> **EXCERPT**:

# Solved: All My Programs Open In Notepad How Do I Make It Stop?



## boomers rule (Dec 26, 2008)

When I open something notepad comes up with pages and pages full of strange letters n' stuff, how to make it not do that? Thanks.


----------



## monst3r91 (Apr 9, 2006)

im guessing the extension is .ink
i had the same problem. just download this
http://forums.techguy.org/attachments/77184d1144631983/winxp_exefix.zip
extract it. then go to start>run>regedit>file>import> and select the reg file that you extracted. hope i helped


----------



## boomers rule (Dec 26, 2008)

I use Windows Vista, so there is no "run". What do I do?


----------



## TheOutcaste (Aug 8, 2007)

> **GIVEN RECORDS**:

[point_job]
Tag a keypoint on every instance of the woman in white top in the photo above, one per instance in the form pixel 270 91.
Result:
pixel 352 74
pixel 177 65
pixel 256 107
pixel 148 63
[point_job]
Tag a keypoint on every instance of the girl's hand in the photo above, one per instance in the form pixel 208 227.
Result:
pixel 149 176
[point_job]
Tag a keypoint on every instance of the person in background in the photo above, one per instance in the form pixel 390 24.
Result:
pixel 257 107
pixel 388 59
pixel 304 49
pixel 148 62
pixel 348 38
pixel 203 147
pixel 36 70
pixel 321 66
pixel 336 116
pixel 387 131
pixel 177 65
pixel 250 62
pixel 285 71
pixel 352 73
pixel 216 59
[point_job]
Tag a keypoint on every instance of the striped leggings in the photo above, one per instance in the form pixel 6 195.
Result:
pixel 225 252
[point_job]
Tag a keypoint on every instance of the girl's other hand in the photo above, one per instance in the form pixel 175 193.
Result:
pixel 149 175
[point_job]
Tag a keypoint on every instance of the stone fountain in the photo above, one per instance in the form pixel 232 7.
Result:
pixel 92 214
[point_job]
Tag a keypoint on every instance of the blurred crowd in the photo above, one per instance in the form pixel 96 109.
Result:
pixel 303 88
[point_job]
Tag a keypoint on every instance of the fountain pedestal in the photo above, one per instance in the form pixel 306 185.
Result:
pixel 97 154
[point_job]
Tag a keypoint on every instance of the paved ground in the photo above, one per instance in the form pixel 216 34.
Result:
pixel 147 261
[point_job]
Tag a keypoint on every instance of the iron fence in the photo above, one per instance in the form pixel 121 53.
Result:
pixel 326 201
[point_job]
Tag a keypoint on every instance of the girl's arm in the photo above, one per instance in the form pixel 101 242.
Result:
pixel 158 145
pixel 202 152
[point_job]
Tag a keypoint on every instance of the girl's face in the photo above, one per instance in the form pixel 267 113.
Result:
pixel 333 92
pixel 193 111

> **TO-DO LIST**:
• a. From the Notepad thread, reproduce everything from "# Solved: All" down to "do that? Thanks.".
• b. In the Notepad thread, why can't the original poster follow the fix that was suggested? Answer in one to three sentences.
• c. Pick up the thread about programs opening in Notepad from where it stops.

> **SET OF ANSWERS**:
• a.
# Solved: All My Programs Open In Notepad How Do I Make It Stop?



## boomers rule (Dec 26, 2008)

When I open something notepad comes up with pages and pages full of strange letters n' stuff, how to make it not do that? Thanks.

• b. The original poster uses Windows Vista, which has no "run" option. The suggested fix depends on going to start>run>regedit to import the reg file.

• c.
Press *WinKey+R* to bring up the *Run* box
You can add it to the Start Menu
Right click *Start*, click *Properties*
*Start Menu* tab, click the *Customize...* button
Check the *Run Command* box, about 2/3 of the way down (in the middle if using the Classic Menu)
Normally you should be able to just double click the file after you extract it to merege into the registry, but if that doesn't work follow the steps using the Run box.

You'll need to use the Vista version of the exefix though, not the XP version.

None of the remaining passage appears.